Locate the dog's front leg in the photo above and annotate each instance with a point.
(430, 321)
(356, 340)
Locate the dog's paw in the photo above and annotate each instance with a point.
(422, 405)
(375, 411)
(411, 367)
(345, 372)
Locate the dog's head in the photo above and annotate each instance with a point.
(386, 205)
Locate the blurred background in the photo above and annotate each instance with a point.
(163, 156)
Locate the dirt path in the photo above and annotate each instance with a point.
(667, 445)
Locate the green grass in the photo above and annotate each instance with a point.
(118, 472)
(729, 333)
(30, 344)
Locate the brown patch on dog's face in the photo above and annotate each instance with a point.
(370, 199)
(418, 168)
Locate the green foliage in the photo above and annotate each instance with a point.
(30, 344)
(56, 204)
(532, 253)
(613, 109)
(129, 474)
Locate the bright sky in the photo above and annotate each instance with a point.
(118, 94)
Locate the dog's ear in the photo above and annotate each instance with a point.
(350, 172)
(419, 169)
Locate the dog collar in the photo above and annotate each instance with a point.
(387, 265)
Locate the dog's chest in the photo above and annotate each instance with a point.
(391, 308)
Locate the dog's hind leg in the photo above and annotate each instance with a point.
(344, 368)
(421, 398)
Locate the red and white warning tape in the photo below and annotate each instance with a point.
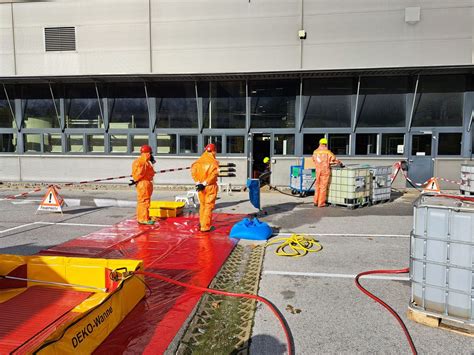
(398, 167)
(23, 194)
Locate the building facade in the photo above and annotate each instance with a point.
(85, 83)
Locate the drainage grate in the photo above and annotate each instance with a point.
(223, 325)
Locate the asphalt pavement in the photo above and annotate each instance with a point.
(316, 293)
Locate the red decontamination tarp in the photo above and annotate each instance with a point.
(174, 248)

* **TO DO**:
Copy every item above word for word, without the pictures.

* **EXERCISE ANSWER**:
Locate the dog's front leg in the photo above and annotate each instance with a point.
(430, 321)
(356, 340)
Locate the dog's paw in the photo above and annotate each instance with a point.
(422, 405)
(375, 411)
(411, 367)
(345, 372)
Locate the dog's head in the photo above and annotate each instance with a point.
(386, 205)
Locate the blurred background in the photo above and annotate each instance with a point.
(163, 156)
Locate the dirt path in the photo above and annotate each instance with a point.
(667, 445)
Locate the green grass in the photo above and annotate each instance with a point.
(118, 472)
(729, 333)
(30, 344)
Locate the brown patch on dog's face in the photo above and annotate each instance with a point.
(370, 199)
(418, 168)
Locate the green foliage in the photo above and annotate each instance with a point.
(30, 344)
(56, 204)
(532, 253)
(613, 109)
(129, 474)
Locate the bright sky in the photo above and annotate each instance with a point.
(118, 94)
Locate the dog's ear in the photo above and annotate each instance with a point.
(350, 172)
(419, 169)
Locate the dog collar in the photo above and annotate each instance with a point.
(387, 265)
Locate the dog's chest in the photo above and annotate each instance with a point.
(391, 308)
Locate the dog's hind leg in the photo above and annotate each instance with a point.
(344, 368)
(421, 398)
Locate the red and white warning tape in the photo below and annotate each instance with a point.
(398, 167)
(23, 194)
Locate the building facade in the photo above and annotate each instance with a point.
(85, 83)
Locate the drainage grate in the photo above and annotate each instance with a point.
(223, 325)
Locate the asphalt pavement in the photo above and annotate each instance with a point.
(316, 293)
Locate the red decontamination tarp in the photo above and annotate each instance with a point.
(174, 248)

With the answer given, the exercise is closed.